Rows of box annotation data:
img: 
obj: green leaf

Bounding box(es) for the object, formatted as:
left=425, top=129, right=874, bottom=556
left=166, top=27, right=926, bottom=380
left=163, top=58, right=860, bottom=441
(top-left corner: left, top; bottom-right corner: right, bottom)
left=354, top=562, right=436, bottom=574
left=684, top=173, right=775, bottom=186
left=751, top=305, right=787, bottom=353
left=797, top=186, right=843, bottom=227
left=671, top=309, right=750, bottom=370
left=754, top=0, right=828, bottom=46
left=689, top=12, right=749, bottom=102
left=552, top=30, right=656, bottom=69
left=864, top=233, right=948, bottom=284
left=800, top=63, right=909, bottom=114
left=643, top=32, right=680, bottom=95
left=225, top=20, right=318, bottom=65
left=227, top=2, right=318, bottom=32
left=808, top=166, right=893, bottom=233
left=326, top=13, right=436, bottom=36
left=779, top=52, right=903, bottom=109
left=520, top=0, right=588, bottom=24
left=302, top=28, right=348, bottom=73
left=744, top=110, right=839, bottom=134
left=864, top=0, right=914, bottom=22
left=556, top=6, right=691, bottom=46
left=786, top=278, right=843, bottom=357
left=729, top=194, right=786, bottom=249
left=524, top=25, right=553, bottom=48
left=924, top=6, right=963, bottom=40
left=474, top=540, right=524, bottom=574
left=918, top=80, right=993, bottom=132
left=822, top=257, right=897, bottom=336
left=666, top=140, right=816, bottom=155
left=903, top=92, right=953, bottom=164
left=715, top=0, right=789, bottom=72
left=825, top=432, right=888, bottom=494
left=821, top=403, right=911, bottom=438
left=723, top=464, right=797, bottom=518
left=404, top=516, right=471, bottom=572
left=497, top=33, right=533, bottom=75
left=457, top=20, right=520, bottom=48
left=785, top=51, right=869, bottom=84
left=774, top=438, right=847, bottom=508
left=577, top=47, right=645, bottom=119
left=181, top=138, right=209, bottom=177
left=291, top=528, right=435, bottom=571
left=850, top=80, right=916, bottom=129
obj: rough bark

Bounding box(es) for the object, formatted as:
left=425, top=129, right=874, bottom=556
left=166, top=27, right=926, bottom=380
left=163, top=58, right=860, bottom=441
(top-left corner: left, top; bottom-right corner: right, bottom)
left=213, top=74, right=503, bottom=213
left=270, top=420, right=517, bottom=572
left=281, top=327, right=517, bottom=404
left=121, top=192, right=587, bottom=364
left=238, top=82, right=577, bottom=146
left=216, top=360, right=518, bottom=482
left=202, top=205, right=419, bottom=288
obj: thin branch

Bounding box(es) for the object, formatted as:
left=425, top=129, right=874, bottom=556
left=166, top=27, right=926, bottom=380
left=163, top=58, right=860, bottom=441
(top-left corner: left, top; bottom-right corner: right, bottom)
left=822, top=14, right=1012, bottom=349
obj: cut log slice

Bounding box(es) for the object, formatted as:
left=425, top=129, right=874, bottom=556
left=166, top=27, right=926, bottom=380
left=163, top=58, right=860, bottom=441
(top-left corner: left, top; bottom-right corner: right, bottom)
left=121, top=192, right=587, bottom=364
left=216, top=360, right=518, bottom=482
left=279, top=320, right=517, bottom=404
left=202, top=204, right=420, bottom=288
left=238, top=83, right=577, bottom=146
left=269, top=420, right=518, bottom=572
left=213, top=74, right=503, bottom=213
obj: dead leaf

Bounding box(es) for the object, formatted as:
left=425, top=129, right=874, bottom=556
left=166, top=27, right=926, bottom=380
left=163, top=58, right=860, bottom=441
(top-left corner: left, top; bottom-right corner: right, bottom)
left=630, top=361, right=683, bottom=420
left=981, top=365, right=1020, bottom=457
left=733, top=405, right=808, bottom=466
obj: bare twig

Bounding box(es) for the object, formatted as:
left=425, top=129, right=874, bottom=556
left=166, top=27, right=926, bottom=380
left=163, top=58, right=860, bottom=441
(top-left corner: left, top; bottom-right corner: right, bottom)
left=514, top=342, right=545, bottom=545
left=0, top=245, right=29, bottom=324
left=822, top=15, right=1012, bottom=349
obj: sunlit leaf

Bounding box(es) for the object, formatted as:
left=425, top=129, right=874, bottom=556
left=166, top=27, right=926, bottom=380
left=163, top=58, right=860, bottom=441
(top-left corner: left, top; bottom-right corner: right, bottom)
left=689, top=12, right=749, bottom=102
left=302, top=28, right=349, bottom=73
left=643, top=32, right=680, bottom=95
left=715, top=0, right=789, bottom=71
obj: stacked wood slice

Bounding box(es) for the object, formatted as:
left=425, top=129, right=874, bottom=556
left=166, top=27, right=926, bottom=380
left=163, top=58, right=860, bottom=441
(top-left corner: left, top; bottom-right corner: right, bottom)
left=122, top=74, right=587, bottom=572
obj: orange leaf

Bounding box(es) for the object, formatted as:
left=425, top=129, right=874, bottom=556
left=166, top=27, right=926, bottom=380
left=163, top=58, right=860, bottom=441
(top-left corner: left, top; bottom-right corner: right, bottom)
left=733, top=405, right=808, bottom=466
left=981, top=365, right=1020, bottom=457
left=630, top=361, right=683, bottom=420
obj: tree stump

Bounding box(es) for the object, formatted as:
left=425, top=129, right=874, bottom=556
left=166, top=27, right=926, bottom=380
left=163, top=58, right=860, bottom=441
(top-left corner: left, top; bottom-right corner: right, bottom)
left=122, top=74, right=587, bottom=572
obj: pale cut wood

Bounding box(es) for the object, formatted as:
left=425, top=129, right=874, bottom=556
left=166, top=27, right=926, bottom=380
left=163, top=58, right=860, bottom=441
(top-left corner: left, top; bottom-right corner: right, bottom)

Objective:
Turn every line of the entries above into a numbered list, leaving out the blank lines.

Exercise output:
1. img: 
2. obj: green leaf
3. Bounding box(es) for the object, formatted as:
4. left=425, top=129, right=874, bottom=556
5. left=166, top=27, right=926, bottom=380
6. left=163, top=58, right=860, bottom=441
7. (top-left corner: left, top; bottom-right corner: right, bottom)
8. left=354, top=562, right=436, bottom=574
9. left=684, top=173, right=775, bottom=186
10. left=751, top=305, right=787, bottom=353
11. left=797, top=186, right=843, bottom=227
12. left=671, top=309, right=750, bottom=370
13. left=754, top=0, right=828, bottom=46
14. left=689, top=12, right=749, bottom=102
15. left=552, top=30, right=656, bottom=69
16. left=864, top=233, right=948, bottom=284
17. left=800, top=63, right=909, bottom=114
18. left=643, top=32, right=680, bottom=95
19. left=225, top=20, right=318, bottom=65
20. left=227, top=2, right=318, bottom=32
21. left=808, top=166, right=893, bottom=233
22. left=326, top=13, right=436, bottom=36
23. left=779, top=52, right=903, bottom=109
24. left=520, top=0, right=588, bottom=24
25. left=302, top=28, right=348, bottom=73
26. left=744, top=110, right=839, bottom=134
27. left=864, top=0, right=914, bottom=22
28. left=556, top=6, right=691, bottom=46
29. left=786, top=278, right=843, bottom=357
30. left=729, top=194, right=786, bottom=249
31. left=524, top=25, right=553, bottom=48
32. left=924, top=6, right=963, bottom=40
33. left=474, top=540, right=524, bottom=574
34. left=918, top=80, right=993, bottom=132
35. left=822, top=257, right=897, bottom=336
36. left=666, top=140, right=816, bottom=155
37. left=903, top=92, right=953, bottom=164
38. left=715, top=0, right=789, bottom=72
39. left=825, top=432, right=888, bottom=494
40. left=821, top=403, right=911, bottom=438
41. left=723, top=464, right=797, bottom=518
42. left=404, top=516, right=471, bottom=572
43. left=497, top=33, right=533, bottom=75
44. left=457, top=20, right=520, bottom=48
45. left=785, top=51, right=869, bottom=84
46. left=774, top=438, right=847, bottom=508
47. left=577, top=47, right=645, bottom=119
48. left=181, top=138, right=209, bottom=177
49. left=291, top=528, right=435, bottom=571
50. left=850, top=80, right=916, bottom=129
51. obj: rough bark
52. Bounding box(es) for the object, formatted as:
53. left=425, top=129, right=874, bottom=556
54. left=166, top=27, right=926, bottom=380
55. left=163, top=58, right=860, bottom=441
56. (top-left corner: left, top; bottom-right corner: right, bottom)
57. left=213, top=74, right=503, bottom=213
58. left=270, top=420, right=517, bottom=572
59. left=281, top=327, right=517, bottom=404
60. left=121, top=192, right=587, bottom=364
61. left=238, top=82, right=577, bottom=146
62. left=216, top=360, right=518, bottom=482
63. left=202, top=205, right=419, bottom=288
64. obj: thin branch
65. Bounding box(es) for the object, formatted as:
66. left=425, top=129, right=874, bottom=556
67. left=166, top=27, right=926, bottom=380
68. left=163, top=58, right=860, bottom=441
69. (top-left corner: left, top; bottom-right corner: right, bottom)
70. left=822, top=14, right=1012, bottom=349
71. obj: cut log slice
72. Bounding box(es) for the object, formatted as:
73. left=425, top=129, right=874, bottom=556
74. left=166, top=27, right=926, bottom=380
75. left=163, top=58, right=860, bottom=441
76. (top-left corner: left, top; bottom-right corner: right, bottom)
77. left=121, top=192, right=587, bottom=364
78. left=216, top=360, right=518, bottom=482
79. left=279, top=320, right=517, bottom=404
80. left=202, top=204, right=420, bottom=288
81. left=238, top=83, right=577, bottom=146
82. left=269, top=420, right=518, bottom=572
83. left=213, top=74, right=503, bottom=213
84. obj: dead leaf
85. Bounding box(es) for the object, formatted as:
86. left=425, top=129, right=874, bottom=556
87. left=166, top=27, right=926, bottom=380
88. left=163, top=58, right=860, bottom=441
89. (top-left corner: left, top; bottom-right corner: right, bottom)
90. left=630, top=361, right=683, bottom=420
91. left=981, top=365, right=1020, bottom=457
92. left=733, top=405, right=808, bottom=466
93. obj: bare twig
94. Bounding box(es) for the object, formatted as:
95. left=425, top=129, right=874, bottom=556
96. left=166, top=27, right=926, bottom=380
97. left=163, top=58, right=860, bottom=441
98. (top-left corner: left, top; bottom-right corner: right, bottom)
99. left=514, top=342, right=545, bottom=545
100. left=0, top=245, right=29, bottom=324
101. left=822, top=15, right=1012, bottom=349
102. obj: sunlit leaf
103. Bounding box(es) for the object, formatted as:
104. left=425, top=129, right=874, bottom=556
105. left=166, top=27, right=926, bottom=380
106. left=163, top=58, right=860, bottom=441
107. (top-left corner: left, top; bottom-right corner: right, bottom)
108. left=689, top=12, right=749, bottom=102
109. left=302, top=28, right=349, bottom=73
110. left=643, top=32, right=680, bottom=95
111. left=715, top=0, right=789, bottom=71
112. obj: stacked wood slice
113. Bounding box(es) for the object, formatted as:
114. left=425, top=129, right=874, bottom=556
115. left=166, top=27, right=926, bottom=380
116. left=163, top=58, right=860, bottom=441
117. (top-left corner: left, top; bottom-right corner: right, bottom)
118. left=122, top=74, right=587, bottom=572
119. obj: orange leaf
120. Bounding box(es) for the object, formatted as:
121. left=425, top=129, right=874, bottom=556
122. left=166, top=27, right=926, bottom=380
123. left=163, top=58, right=860, bottom=441
124. (top-left corner: left, top; bottom-right corner: right, bottom)
125. left=733, top=405, right=808, bottom=466
126. left=981, top=365, right=1020, bottom=457
127. left=630, top=361, right=683, bottom=420
128. obj: tree stump
129. Bounding box(es) for the object, formatted as:
130. left=425, top=129, right=874, bottom=556
131. left=166, top=27, right=926, bottom=380
132. left=163, top=58, right=860, bottom=441
133. (top-left corner: left, top; bottom-right corner: right, bottom)
134. left=122, top=74, right=587, bottom=572
135. obj: pale cut wood
136. Bounding box(es) for the object, formatted as:
137. left=425, top=129, right=874, bottom=556
138. left=166, top=27, right=926, bottom=380
139. left=163, top=58, right=860, bottom=441
140. (top-left corner: left, top; bottom-right corner: right, bottom)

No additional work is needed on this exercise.